__Zu lösende Aufgaben__:
[1] Fasse den Ausgangstext in drei Sätzen zusammen.
[2] Schreibe die Stelle des Ausgangstextes von „Die Qualität ist“ bis einschließlich „Anina und Severin.“ wortgetreu ab.

__Ausgangstext__:

Die Qualität ist besonders wichtig
Und die Qualität muss stimmen. «Gute Produkte ist der Kunde bereit zu bezahlen», weiss das Ehepaar. So «werden Konfis nach Rezepten wie zu Grosis Zeiten hergestellt», betont Claudia Stüdi. Und auch die Brotwaren kommen mit kleiner Zutatenliste aus. Dazu gutes Mehl, lange Teigführung und Backen im Schamottsteinofen ergeben ein hervorragendes Produkt. «Nur die Kosten im Blick zu haben ergibt ein 0815-Produkt. Und das ist schlecht für die Direktvermarktung», weiss Daniel Stüdi. Die Kunden wissen ihre Qualität zu schätzen und kommen teils von weither zum Einkaufen.
Betriebsspiegel Familie Stüdi
Betriebsleiterfamilie: Daniel und Claudia Stüdi mit den Kindern Anina und Severin.

__Arbeitsmaterial__:

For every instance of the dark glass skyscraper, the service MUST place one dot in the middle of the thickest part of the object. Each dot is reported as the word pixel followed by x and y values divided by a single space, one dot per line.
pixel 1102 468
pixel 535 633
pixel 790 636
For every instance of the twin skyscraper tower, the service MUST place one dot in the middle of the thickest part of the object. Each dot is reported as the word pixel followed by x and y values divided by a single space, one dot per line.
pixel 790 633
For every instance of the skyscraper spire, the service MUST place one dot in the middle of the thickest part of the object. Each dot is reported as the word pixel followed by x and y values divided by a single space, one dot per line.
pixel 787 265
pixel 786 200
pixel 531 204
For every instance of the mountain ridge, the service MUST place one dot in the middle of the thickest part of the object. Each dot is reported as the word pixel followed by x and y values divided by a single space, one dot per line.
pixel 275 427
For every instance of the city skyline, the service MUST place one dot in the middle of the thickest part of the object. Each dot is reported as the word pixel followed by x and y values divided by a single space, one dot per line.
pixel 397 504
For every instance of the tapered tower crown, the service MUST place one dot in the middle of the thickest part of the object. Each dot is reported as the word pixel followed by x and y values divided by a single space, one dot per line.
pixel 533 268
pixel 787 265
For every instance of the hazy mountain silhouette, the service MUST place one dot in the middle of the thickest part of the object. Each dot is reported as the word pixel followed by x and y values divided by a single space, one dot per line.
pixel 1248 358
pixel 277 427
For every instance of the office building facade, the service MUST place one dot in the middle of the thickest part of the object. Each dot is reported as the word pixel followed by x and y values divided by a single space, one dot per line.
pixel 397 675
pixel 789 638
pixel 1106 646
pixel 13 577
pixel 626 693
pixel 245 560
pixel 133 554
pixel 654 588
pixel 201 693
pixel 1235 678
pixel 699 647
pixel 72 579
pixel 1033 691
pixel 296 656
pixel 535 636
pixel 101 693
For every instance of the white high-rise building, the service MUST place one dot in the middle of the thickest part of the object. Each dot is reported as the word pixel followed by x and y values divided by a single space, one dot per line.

__Lösungen der Aufgaben__:
[1] Für Claudia und Daniel Stüdi ist Qualität besonders wichtig, denn für gute Produkte sind Kunden bereit zu bezahlen, während reines Kostendenken der Direktvermarktung schadet. Konfitüren entstehen nach alten Rezepten, Brotwaren werden mit wenigen Zutaten, gutem Mehl und langer Teigführung im Schamottsteinofen gebacken. Die Kunden schätzen diese Qualität und kommen teils von weither zum Einkaufen.

[2]
Die Qualität ist besonders wichtig
Und die Qualität muss stimmen. «Gute Produkte ist der Kunde bereit zu bezahlen», weiss das Ehepaar. So «werden Konfis nach Rezepten wie zu Grosis Zeiten hergestellt», betont Claudia Stüdi. Und auch die Brotwaren kommen mit kleiner Zutatenliste aus. Dazu gutes Mehl, lange Teigführung und Backen im Schamottsteinofen ergeben ein hervorragendes Produkt. «Nur die Kosten im Blick zu haben ergibt ein 0815-Produkt. Und das ist schlecht für die Direktvermarktung», weiss Daniel Stüdi. Die Kunden wissen ihre Qualität zu schätzen und kommen teils von weither zum Einkaufen.
Betriebsspiegel Familie Stüdi
Betriebsleiterfamilie: Daniel und Claudia Stüdi mit den Kindern Anina und Severin.